## Exercise task
Tally the lines in the material below that contain the word "receives". Give only the number.

## Material for this task
_ _ _ _
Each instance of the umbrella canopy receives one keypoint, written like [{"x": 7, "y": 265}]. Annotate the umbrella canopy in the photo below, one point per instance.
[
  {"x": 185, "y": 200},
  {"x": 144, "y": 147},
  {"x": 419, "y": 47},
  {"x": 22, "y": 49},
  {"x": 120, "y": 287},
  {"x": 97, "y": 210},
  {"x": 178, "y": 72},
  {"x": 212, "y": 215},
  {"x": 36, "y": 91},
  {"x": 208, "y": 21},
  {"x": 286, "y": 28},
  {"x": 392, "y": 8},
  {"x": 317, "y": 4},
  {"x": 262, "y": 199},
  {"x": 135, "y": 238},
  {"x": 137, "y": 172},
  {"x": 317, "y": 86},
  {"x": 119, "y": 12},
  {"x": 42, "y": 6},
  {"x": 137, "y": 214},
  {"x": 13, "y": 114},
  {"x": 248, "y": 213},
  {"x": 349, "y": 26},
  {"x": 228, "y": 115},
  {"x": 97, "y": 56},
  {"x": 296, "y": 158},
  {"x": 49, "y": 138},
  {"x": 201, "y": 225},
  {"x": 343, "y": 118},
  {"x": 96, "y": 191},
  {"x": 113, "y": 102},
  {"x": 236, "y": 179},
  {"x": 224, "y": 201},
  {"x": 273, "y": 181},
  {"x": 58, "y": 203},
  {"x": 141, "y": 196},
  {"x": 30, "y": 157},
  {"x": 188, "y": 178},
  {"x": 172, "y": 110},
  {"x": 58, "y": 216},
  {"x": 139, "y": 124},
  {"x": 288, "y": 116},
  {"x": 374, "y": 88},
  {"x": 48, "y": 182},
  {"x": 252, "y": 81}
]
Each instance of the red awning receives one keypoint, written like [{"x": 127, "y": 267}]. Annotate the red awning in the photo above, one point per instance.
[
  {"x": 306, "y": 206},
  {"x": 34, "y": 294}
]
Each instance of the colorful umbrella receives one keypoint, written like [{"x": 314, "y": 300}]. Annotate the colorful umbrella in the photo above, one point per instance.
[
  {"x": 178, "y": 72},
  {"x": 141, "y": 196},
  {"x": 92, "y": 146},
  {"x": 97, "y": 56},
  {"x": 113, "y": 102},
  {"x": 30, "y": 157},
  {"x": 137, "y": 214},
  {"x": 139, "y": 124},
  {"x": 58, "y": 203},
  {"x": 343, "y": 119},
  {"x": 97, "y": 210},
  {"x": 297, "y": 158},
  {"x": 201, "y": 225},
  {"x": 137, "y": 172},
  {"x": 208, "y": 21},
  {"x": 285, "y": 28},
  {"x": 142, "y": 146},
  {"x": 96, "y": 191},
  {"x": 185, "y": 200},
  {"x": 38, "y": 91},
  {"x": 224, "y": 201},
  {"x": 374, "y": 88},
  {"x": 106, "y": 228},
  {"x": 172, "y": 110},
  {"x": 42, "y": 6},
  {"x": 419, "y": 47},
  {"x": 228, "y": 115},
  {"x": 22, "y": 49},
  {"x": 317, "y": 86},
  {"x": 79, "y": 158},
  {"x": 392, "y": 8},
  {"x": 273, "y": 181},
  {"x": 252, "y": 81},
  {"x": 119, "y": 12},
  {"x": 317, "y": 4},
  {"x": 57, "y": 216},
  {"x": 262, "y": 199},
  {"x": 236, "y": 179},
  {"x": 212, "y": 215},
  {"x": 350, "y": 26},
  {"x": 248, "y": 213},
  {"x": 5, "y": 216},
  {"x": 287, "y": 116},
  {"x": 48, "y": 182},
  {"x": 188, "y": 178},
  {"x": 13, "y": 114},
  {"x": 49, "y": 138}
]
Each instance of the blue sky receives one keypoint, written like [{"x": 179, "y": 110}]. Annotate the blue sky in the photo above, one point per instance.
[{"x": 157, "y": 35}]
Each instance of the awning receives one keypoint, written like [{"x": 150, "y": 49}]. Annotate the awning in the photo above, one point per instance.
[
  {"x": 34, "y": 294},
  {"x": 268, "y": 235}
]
_ _ _ _
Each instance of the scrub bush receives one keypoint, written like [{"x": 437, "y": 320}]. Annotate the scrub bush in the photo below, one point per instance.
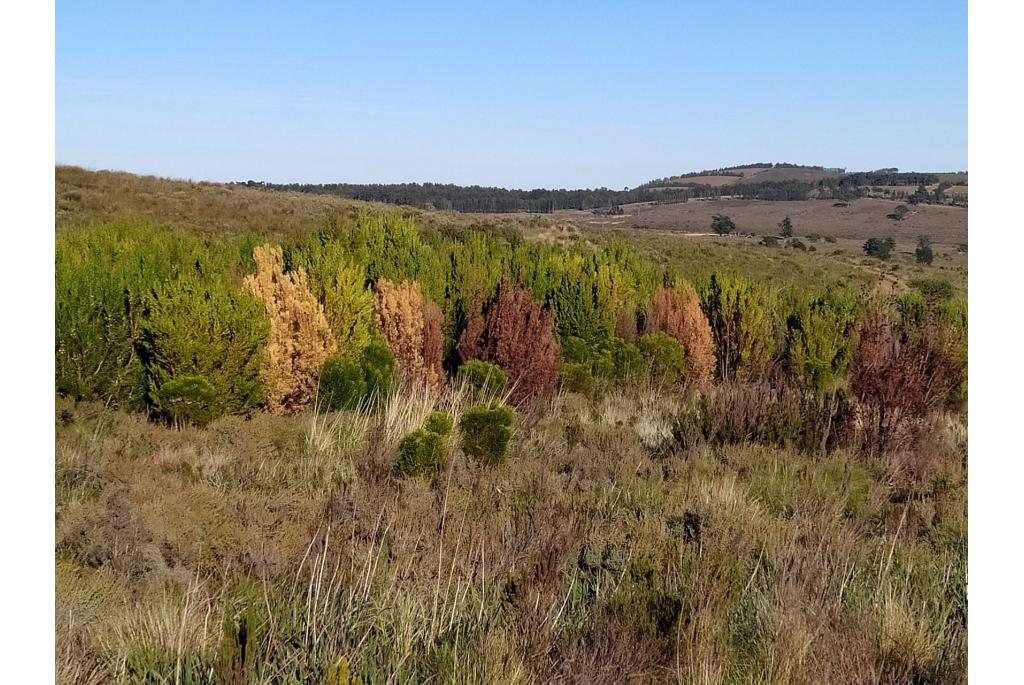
_ _ _ _
## The response
6